SHORT PROBLEM: Render the stretch of the listing that opens with the line containing "Isolate each beige wall in this image." and closes with the line containing "[82, 173, 120, 194]", both ends included, as a Markdown table with the columns Row and Entry. Number each line in Row, put the line in Entry, and leave out blank lines.

* Start *

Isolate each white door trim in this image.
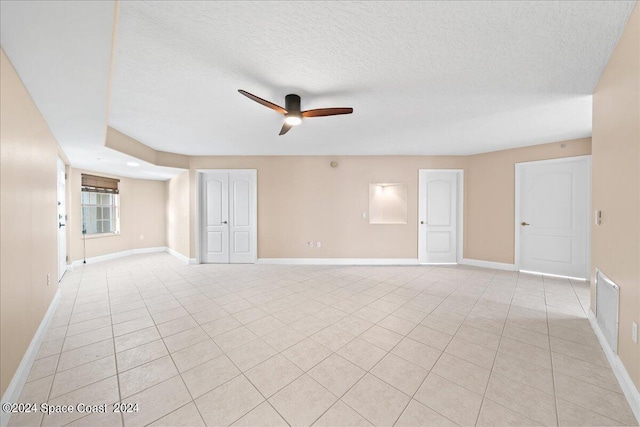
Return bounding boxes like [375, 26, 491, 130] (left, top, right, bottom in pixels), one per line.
[513, 154, 591, 280]
[417, 169, 464, 265]
[195, 169, 258, 264]
[56, 156, 69, 282]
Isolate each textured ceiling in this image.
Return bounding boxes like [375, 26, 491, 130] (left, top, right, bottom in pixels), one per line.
[109, 1, 635, 155]
[0, 0, 181, 179]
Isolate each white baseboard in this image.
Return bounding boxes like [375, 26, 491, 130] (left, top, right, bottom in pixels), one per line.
[167, 248, 189, 264]
[588, 309, 640, 423]
[0, 288, 61, 427]
[462, 258, 518, 271]
[71, 246, 168, 267]
[256, 258, 419, 265]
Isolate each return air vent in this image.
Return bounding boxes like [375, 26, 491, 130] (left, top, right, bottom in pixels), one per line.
[596, 268, 620, 354]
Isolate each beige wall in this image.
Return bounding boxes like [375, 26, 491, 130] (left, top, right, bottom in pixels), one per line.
[191, 156, 466, 258]
[67, 168, 167, 261]
[166, 172, 189, 258]
[591, 5, 640, 387]
[0, 50, 58, 394]
[464, 138, 591, 264]
[180, 143, 591, 264]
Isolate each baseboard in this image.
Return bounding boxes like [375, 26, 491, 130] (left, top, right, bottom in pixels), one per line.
[256, 258, 419, 265]
[462, 258, 518, 271]
[0, 288, 61, 427]
[588, 309, 640, 423]
[71, 246, 168, 267]
[167, 248, 189, 264]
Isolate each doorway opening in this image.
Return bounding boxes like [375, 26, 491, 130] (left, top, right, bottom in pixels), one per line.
[56, 157, 67, 282]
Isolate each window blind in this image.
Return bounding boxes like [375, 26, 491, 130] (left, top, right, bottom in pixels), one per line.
[82, 173, 120, 194]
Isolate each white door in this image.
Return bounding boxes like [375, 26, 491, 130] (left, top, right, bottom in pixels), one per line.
[516, 157, 591, 278]
[57, 158, 67, 281]
[201, 170, 257, 263]
[418, 170, 460, 263]
[202, 173, 229, 263]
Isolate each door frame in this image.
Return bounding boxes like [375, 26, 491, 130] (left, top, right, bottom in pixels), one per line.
[513, 154, 591, 280]
[418, 169, 464, 265]
[196, 169, 258, 264]
[56, 156, 69, 282]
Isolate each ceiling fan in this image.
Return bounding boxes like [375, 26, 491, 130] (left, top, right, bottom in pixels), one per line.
[238, 89, 353, 135]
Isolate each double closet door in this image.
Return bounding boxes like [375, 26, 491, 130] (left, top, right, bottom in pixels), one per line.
[200, 170, 257, 263]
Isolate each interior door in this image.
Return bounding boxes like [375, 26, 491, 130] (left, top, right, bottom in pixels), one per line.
[202, 173, 229, 263]
[516, 157, 591, 278]
[57, 158, 67, 281]
[418, 170, 459, 263]
[201, 170, 257, 263]
[229, 171, 254, 263]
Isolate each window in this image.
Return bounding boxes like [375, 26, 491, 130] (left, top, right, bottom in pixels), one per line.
[81, 174, 120, 234]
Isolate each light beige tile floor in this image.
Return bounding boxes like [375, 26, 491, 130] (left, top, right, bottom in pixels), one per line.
[10, 254, 635, 426]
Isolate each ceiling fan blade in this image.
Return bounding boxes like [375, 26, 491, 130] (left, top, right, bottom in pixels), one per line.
[238, 89, 287, 114]
[280, 123, 293, 135]
[302, 108, 353, 117]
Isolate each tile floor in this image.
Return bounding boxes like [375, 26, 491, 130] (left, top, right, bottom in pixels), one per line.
[10, 254, 636, 426]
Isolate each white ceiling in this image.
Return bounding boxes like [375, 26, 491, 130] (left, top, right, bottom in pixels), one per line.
[0, 0, 180, 179]
[109, 1, 635, 155]
[0, 0, 635, 179]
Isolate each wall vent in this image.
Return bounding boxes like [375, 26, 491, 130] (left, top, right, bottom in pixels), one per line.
[595, 268, 620, 354]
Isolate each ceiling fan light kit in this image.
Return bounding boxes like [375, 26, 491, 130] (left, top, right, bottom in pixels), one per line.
[238, 89, 353, 135]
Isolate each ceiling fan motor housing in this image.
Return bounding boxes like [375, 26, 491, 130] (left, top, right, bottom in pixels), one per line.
[284, 93, 301, 115]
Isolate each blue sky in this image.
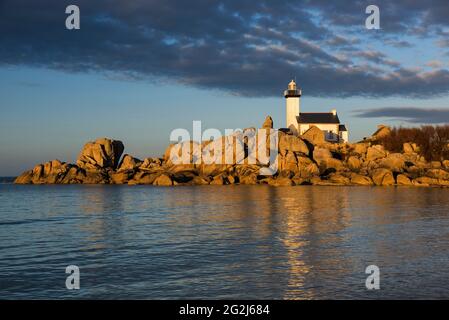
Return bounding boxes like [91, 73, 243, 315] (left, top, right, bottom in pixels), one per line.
[0, 0, 449, 176]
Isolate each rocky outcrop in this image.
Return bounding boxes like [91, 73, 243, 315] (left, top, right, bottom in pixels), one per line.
[15, 117, 449, 187]
[76, 138, 125, 170]
[301, 126, 325, 145]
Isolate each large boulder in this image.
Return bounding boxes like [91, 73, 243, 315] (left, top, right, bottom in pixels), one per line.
[380, 153, 405, 172]
[426, 169, 449, 180]
[371, 124, 391, 141]
[268, 177, 294, 187]
[301, 126, 325, 145]
[351, 173, 373, 186]
[347, 156, 362, 171]
[366, 145, 387, 161]
[262, 116, 273, 129]
[313, 147, 332, 164]
[402, 142, 419, 154]
[117, 154, 142, 172]
[76, 138, 125, 170]
[153, 174, 173, 186]
[396, 174, 412, 186]
[279, 134, 309, 155]
[328, 173, 350, 185]
[371, 168, 396, 186]
[297, 156, 320, 179]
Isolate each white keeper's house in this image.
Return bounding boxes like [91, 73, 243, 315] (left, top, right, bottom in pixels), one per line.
[284, 80, 349, 142]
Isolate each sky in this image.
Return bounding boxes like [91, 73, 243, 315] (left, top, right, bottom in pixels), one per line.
[0, 0, 449, 176]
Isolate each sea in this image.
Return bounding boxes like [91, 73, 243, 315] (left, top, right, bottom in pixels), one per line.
[0, 183, 449, 299]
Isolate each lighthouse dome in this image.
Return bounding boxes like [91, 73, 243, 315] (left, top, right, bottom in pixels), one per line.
[288, 80, 296, 90]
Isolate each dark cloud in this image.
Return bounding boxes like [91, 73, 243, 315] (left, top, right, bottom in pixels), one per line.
[355, 107, 449, 124]
[0, 0, 449, 97]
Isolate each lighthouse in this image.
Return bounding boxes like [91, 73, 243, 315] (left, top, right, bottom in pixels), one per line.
[284, 80, 301, 135]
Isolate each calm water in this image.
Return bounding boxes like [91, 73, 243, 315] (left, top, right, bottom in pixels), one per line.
[0, 184, 449, 299]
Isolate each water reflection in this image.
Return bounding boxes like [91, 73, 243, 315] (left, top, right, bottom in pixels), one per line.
[0, 186, 449, 299]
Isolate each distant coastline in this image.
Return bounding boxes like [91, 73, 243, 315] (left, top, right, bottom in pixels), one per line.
[0, 177, 17, 184]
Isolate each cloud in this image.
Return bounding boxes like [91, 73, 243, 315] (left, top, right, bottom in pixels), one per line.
[426, 60, 444, 69]
[355, 107, 449, 124]
[0, 0, 449, 98]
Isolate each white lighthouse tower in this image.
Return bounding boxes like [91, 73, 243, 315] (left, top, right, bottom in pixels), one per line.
[284, 80, 301, 135]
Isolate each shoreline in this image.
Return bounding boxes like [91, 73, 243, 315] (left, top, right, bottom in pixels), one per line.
[14, 121, 449, 187]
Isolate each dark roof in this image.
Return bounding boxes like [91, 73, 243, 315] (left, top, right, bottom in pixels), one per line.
[296, 112, 340, 124]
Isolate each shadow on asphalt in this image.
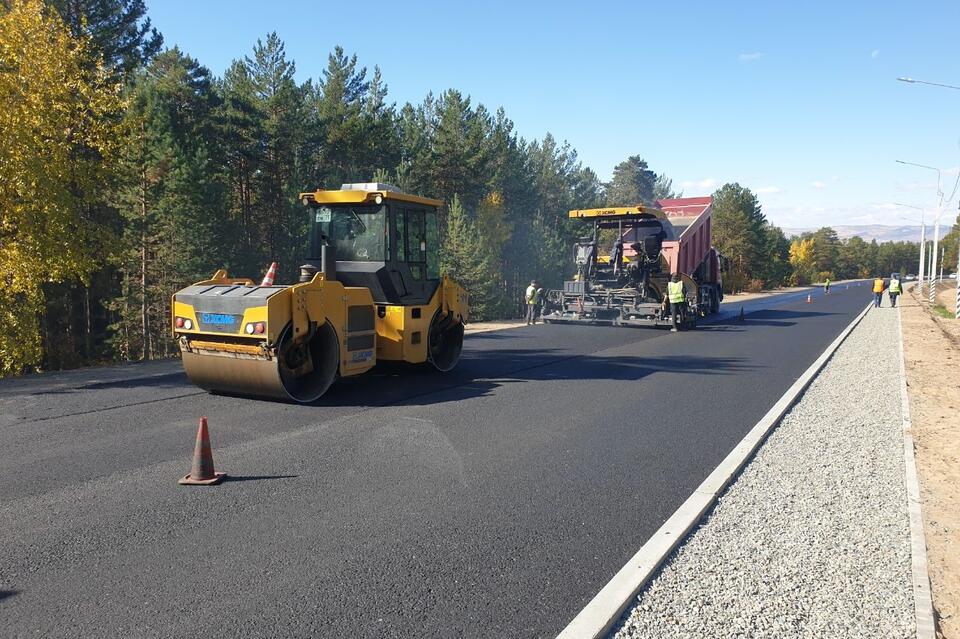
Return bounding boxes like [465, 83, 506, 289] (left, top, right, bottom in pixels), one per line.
[304, 349, 755, 407]
[30, 371, 189, 395]
[223, 475, 300, 484]
[697, 310, 837, 330]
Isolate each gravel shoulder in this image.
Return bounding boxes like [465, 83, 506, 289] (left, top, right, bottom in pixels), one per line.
[611, 308, 915, 639]
[901, 290, 960, 639]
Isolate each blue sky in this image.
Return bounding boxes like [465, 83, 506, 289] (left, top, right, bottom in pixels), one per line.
[148, 0, 960, 228]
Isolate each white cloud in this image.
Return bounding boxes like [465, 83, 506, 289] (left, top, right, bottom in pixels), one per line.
[680, 178, 717, 189]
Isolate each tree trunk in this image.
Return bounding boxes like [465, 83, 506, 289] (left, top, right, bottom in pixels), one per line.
[83, 280, 93, 364]
[140, 151, 151, 359]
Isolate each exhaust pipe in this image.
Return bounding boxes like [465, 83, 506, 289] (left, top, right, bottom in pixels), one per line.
[300, 244, 337, 283]
[320, 244, 337, 282]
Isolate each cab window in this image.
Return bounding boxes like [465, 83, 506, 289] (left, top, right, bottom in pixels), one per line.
[426, 211, 440, 280]
[310, 204, 387, 262]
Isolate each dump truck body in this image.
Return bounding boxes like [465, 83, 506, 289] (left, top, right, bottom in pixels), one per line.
[544, 198, 722, 326]
[172, 184, 468, 403]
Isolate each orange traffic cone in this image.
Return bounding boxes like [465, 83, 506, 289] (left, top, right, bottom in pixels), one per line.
[177, 417, 227, 486]
[260, 262, 277, 286]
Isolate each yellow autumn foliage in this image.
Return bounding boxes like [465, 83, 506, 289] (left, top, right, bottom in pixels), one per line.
[790, 238, 816, 284]
[0, 0, 122, 375]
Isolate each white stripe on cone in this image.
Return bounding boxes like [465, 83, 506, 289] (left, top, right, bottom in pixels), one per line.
[260, 262, 277, 286]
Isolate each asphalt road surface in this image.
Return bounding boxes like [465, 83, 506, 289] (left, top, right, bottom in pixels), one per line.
[0, 284, 882, 637]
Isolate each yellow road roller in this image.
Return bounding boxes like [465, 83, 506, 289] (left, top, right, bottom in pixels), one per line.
[171, 183, 468, 403]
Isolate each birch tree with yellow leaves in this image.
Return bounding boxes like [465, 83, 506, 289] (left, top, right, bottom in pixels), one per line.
[0, 0, 123, 375]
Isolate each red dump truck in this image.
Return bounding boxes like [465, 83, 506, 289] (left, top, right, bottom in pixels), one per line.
[543, 197, 723, 327]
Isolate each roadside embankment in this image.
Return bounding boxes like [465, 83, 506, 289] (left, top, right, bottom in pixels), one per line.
[611, 308, 916, 639]
[901, 282, 960, 639]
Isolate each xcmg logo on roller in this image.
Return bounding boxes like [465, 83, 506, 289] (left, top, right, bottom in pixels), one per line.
[199, 313, 237, 326]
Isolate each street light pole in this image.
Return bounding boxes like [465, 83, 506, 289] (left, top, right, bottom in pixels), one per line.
[897, 160, 943, 304]
[897, 78, 960, 90]
[894, 202, 927, 295]
[897, 78, 960, 320]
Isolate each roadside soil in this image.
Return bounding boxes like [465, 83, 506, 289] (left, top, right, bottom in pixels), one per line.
[900, 287, 960, 639]
[936, 280, 957, 313]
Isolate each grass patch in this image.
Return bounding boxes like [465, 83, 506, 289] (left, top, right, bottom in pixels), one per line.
[933, 304, 953, 319]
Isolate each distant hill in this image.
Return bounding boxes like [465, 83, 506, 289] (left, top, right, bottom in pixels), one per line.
[783, 224, 928, 242]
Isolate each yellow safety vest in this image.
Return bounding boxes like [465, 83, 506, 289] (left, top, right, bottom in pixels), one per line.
[667, 282, 684, 304]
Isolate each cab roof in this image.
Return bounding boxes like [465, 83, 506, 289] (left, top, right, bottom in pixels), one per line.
[300, 182, 443, 208]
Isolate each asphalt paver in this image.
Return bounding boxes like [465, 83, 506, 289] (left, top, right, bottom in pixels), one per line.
[0, 285, 871, 637]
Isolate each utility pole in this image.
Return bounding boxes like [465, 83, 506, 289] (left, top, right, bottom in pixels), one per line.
[897, 77, 960, 320]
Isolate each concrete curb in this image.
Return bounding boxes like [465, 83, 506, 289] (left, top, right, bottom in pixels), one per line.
[897, 307, 937, 639]
[557, 303, 872, 639]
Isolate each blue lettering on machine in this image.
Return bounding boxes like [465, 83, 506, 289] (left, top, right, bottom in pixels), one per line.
[200, 313, 237, 326]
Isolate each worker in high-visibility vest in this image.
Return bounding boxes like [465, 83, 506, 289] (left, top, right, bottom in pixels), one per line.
[887, 274, 903, 308]
[667, 273, 687, 333]
[524, 280, 540, 326]
[873, 277, 886, 308]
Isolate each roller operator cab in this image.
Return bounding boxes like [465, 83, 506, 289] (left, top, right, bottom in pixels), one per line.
[172, 183, 468, 403]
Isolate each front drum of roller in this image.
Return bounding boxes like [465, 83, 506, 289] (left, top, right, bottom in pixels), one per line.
[182, 323, 340, 404]
[427, 311, 463, 372]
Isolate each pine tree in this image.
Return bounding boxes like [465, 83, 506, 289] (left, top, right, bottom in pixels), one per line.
[244, 33, 307, 279]
[607, 155, 669, 206]
[111, 49, 228, 359]
[440, 194, 499, 321]
[713, 183, 766, 291]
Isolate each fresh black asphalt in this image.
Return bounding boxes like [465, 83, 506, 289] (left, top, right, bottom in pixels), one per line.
[0, 284, 871, 637]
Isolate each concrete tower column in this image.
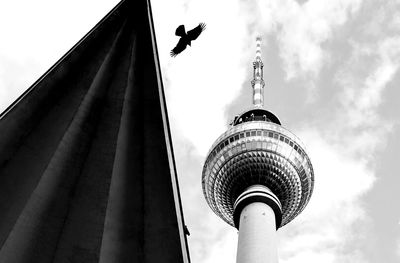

* End *

EXERCISE SOLUTION:
| Row | Entry |
|---|---|
| 1 | Isolate each beige wall in this image. |
| 2 | Return bounding boxes like [375, 26, 491, 130] (left, top, right, bottom in pixels), one per line. |
| 3 | [191, 156, 466, 258] |
| 4 | [67, 168, 167, 261] |
| 5 | [166, 172, 189, 258] |
| 6 | [591, 5, 640, 387] |
| 7 | [0, 50, 58, 394] |
| 8 | [464, 138, 591, 264] |
| 9 | [180, 143, 591, 264] |
| 10 | Isolate each baseboard in this image. |
| 11 | Return bounding boxes like [375, 26, 491, 130] (left, top, right, bottom in pixels), one per line. |
| 12 | [256, 258, 419, 265] |
| 13 | [462, 258, 518, 271] |
| 14 | [0, 288, 61, 427] |
| 15 | [588, 309, 640, 423] |
| 16 | [71, 246, 168, 267] |
| 17 | [167, 248, 189, 264] |
| 18 | Isolate each doorway opening in this image. |
| 19 | Return bounding boxes like [375, 26, 491, 130] (left, top, right, bottom in pixels), one per line. |
| 20 | [56, 157, 67, 282] |
| 21 | Isolate each window blind in this image. |
| 22 | Return bounding boxes like [375, 26, 491, 130] (left, top, right, bottom in pixels), one per line. |
| 23 | [82, 173, 120, 194] |